==== SOURCE DATA

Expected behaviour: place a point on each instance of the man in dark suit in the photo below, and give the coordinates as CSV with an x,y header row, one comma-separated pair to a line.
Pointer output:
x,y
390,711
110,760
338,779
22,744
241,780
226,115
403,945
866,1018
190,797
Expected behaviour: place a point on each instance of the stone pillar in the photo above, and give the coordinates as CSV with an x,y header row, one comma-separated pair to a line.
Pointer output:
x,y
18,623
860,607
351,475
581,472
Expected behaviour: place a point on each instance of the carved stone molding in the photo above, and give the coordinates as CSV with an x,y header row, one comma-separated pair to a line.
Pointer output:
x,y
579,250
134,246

========
==== SOURCE DATA

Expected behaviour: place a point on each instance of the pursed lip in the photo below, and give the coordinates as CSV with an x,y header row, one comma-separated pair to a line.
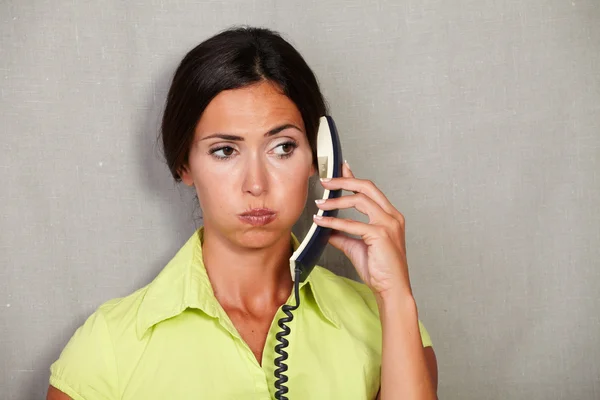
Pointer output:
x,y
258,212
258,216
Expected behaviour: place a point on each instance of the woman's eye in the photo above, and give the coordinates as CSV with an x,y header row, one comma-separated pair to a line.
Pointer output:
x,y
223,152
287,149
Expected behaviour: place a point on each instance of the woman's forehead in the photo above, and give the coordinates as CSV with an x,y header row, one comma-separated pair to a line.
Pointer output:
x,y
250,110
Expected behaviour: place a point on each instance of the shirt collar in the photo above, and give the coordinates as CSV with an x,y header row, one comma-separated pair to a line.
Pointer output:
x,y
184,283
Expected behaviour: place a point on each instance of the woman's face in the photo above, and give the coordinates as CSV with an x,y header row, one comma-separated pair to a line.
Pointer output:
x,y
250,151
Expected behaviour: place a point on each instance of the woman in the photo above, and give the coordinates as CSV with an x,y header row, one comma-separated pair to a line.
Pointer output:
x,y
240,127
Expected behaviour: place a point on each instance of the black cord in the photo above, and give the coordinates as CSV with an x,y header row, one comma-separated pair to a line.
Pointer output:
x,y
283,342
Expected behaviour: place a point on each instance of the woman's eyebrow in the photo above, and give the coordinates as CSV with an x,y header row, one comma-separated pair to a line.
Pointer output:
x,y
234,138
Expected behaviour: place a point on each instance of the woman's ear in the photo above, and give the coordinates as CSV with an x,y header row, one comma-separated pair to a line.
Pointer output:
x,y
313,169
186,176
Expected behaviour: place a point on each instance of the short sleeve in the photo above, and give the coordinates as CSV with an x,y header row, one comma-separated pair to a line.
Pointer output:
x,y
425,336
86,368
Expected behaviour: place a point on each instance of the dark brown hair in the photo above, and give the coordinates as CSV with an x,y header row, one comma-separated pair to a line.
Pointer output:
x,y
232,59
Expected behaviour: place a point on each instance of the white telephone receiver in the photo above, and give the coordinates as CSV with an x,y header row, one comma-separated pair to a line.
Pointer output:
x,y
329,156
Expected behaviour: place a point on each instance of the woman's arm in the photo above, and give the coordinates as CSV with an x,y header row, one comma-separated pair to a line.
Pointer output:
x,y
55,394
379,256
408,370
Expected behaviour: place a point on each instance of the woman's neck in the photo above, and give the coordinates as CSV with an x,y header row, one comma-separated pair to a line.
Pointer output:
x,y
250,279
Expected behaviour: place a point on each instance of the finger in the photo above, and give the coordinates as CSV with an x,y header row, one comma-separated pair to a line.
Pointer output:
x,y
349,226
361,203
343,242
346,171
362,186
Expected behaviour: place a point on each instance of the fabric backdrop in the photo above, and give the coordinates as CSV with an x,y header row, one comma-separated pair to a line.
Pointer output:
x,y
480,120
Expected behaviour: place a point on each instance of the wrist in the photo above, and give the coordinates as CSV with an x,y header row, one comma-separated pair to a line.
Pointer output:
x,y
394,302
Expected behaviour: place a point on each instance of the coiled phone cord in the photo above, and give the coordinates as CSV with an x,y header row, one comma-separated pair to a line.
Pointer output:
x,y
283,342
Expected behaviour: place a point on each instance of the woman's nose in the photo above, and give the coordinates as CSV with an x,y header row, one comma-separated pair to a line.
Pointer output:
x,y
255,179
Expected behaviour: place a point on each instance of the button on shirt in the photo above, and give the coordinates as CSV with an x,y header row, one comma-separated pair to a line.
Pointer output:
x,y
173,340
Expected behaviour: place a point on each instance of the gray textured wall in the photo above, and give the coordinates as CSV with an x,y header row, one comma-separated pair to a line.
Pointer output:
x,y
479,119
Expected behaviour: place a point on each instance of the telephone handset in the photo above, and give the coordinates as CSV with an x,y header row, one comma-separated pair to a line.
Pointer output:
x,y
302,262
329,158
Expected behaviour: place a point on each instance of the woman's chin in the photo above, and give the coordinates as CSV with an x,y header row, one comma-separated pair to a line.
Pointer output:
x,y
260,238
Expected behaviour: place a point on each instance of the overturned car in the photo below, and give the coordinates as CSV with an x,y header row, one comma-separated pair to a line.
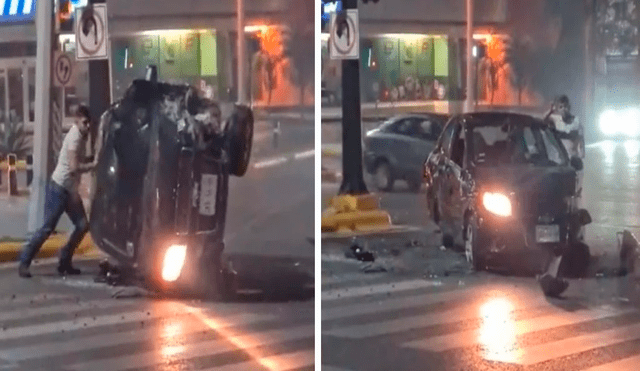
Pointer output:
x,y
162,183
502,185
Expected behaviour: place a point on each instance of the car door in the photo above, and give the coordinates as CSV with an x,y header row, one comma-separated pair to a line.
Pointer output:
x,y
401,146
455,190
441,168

========
==== SOURCE DATA

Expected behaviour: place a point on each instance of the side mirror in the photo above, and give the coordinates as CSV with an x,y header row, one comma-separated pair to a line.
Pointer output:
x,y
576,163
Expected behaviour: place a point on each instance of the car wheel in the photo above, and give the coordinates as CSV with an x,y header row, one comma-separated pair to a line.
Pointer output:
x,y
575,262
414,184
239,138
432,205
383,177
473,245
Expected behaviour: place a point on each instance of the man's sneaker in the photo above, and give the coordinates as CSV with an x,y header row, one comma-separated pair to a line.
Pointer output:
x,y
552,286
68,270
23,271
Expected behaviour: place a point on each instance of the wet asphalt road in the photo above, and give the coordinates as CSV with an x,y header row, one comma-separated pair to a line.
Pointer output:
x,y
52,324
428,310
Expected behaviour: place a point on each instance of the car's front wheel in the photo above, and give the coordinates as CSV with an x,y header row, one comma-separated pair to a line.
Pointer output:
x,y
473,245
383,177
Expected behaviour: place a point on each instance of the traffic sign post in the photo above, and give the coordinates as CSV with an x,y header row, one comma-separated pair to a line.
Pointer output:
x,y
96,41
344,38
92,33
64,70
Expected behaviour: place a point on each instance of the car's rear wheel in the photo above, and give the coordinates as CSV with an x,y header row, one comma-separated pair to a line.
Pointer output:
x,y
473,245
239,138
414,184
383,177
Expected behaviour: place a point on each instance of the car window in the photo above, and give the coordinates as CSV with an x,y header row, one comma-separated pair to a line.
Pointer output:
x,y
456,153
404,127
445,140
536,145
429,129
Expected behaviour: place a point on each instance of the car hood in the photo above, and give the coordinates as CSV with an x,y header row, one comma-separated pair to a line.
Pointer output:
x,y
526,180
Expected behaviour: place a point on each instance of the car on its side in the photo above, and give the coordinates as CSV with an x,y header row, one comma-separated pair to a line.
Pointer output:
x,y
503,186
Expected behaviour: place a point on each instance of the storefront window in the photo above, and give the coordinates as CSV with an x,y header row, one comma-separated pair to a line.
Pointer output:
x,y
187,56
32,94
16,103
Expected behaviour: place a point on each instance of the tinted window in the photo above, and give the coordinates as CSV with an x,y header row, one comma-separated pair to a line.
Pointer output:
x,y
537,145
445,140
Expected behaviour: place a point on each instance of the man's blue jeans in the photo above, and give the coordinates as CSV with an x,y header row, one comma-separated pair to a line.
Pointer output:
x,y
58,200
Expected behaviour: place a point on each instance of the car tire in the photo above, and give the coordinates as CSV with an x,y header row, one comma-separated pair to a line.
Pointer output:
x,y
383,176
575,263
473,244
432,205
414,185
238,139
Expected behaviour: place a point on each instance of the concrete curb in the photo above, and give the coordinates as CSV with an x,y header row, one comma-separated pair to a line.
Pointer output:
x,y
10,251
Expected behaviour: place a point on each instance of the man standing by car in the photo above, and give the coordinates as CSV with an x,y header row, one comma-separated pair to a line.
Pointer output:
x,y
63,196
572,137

========

**EXERCISE BRIEF**
Find each line in the items above that contains the word "side" and copy those lines out in full. Case matters.

**OUTPUT FOR THIS TASK**
Expected behaviour: place a point on each instance of the side mirror in the photo above, and give the coordinates as CSV with an x,y header row, one comma-separated pair to a line.
Expected behaviour: place a point on each instance of the car on its side in the photo above, and give the coordinates as CSV with an x,y header row, one comma-separated pair to a line.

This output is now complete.